Extract to read:
____________

Allergic Rhinitis or Hay Fever Symptoms and Treatment
Allergic rhinitis, also called hay fever, is caused by an allergy to various plants, pollens and molds. When symptoms appear during an allergy season, it is referred to as seasonal allergic rhinitis. When symptoms are present year-round, it is called perennial allergic rhinitis. This may be caused by allergies to animal dander, indoor mold, dust mite or cockroaches.
Allergic rhinitis symptoms:
- Itchy and watery eyes
- Runny and itchy nose
- Itchy mouth, throat and ears
These same symptoms can appear with the common cold. How do I tell if it’s a cold or allergies? The easiest way to tell if your symptoms are an allergy or a cold is by tracking how long symptoms last. Cold symptoms typically end within 10-14 days whereas an allergy may last for one or more months. Another way is to monitor local pollen counts and the timing of various pollen seasons. Tree pollen counts are higher in the early spring followed by grass allergy, ragweed and mold in the late summer and early fall. Depending on where you live, other allergens may also cause issues, for example, mountain cedar pollen in the south. National pollen and mold levels are available through the National Allergy Bureau.
Sublingual immunotherapy can be helpful in treating allergic rhinitis. The La Crosse Method™ Protocol includes multi-allergen treatment for environmental allergies — including the pollens or indoor allergens causing your symptoms, along with a preseasonal single-allergen therapy that helps those who might have a strong seasonal allergy.
Over the course of sublingual immunotherapy treatment, your body builds tolerance to the things you are allergic to. Not only can it help you reduce the need for symptom relieving medications, studies have shown that sublingual immunotherapy can help prevent new allergies from developing and improve other allergy-related conditions such as asthma and eczema.
Do you know?
Allergic rhinitis is estimated to affect 60 million people in the United States and its prevalence is increasing.
Allergic rhinitis affects between 10% and 30% of adults and as many as 40% of children.

____________

Exercise data:
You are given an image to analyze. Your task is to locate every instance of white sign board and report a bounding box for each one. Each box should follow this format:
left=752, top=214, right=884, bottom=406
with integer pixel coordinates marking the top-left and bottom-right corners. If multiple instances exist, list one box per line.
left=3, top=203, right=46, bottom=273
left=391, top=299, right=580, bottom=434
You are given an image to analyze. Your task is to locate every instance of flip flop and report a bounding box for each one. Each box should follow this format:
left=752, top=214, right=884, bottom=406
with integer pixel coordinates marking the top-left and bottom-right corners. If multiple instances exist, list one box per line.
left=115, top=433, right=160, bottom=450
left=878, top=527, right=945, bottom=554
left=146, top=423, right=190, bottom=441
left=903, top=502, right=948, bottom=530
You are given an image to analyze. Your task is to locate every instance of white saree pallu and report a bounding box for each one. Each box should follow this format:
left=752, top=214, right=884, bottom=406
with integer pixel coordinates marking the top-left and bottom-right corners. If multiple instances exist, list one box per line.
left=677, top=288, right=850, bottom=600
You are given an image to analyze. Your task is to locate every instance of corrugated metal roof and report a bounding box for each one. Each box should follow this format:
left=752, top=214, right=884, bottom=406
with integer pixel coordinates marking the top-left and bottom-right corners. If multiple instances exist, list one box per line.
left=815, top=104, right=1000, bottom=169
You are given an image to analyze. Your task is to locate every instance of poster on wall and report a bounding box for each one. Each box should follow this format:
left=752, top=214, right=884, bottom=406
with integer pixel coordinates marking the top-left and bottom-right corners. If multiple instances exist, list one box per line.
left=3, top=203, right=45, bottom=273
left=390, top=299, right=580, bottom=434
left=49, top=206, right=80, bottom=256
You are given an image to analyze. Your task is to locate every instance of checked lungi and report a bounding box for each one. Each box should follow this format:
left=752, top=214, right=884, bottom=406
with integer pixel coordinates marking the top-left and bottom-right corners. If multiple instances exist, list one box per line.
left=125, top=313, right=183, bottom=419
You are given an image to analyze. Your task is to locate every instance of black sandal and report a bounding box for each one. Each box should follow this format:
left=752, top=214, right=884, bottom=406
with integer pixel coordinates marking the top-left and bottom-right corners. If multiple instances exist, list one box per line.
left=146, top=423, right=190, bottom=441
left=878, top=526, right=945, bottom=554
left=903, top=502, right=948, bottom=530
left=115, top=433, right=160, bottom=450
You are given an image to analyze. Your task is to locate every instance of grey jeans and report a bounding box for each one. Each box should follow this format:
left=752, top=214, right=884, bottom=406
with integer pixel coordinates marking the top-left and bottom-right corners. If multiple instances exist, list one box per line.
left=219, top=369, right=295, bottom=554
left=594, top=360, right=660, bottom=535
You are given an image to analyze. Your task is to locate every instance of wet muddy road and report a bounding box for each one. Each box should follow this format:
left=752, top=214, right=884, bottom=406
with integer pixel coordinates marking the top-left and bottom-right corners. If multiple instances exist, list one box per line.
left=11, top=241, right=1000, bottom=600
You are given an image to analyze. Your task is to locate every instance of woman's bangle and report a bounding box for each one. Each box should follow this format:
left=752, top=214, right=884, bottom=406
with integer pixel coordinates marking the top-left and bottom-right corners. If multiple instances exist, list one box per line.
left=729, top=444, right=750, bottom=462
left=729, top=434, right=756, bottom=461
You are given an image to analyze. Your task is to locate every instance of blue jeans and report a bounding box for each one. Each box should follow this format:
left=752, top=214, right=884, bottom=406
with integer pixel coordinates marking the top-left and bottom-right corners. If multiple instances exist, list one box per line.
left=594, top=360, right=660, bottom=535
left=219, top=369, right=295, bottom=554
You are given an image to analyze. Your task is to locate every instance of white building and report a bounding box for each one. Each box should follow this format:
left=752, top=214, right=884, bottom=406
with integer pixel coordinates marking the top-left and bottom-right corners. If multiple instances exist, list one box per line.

____________

For each statement, answer yes or no according to the text on hay fever, and quote the words of the text that decide it. 1. Perennial allergic rhinitis may be caused by an allergy to dust mites. 2. Cold symptoms typically last one or more months. 3. Allergic rhinitis affects as many as 40% of adults. The listing has no connection to the text on hay fever.

Completed task:
1. Yes: "This may be caused by allergies to animal dander, indoor mold, dust mite or cockroaches."
2. No: "Cold symptoms typically end within 10-14 days whereas an allergy may last for one or more months."
3. No: "Allergic rhinitis affects between 10% and 30% of adults and as many as 40% of children."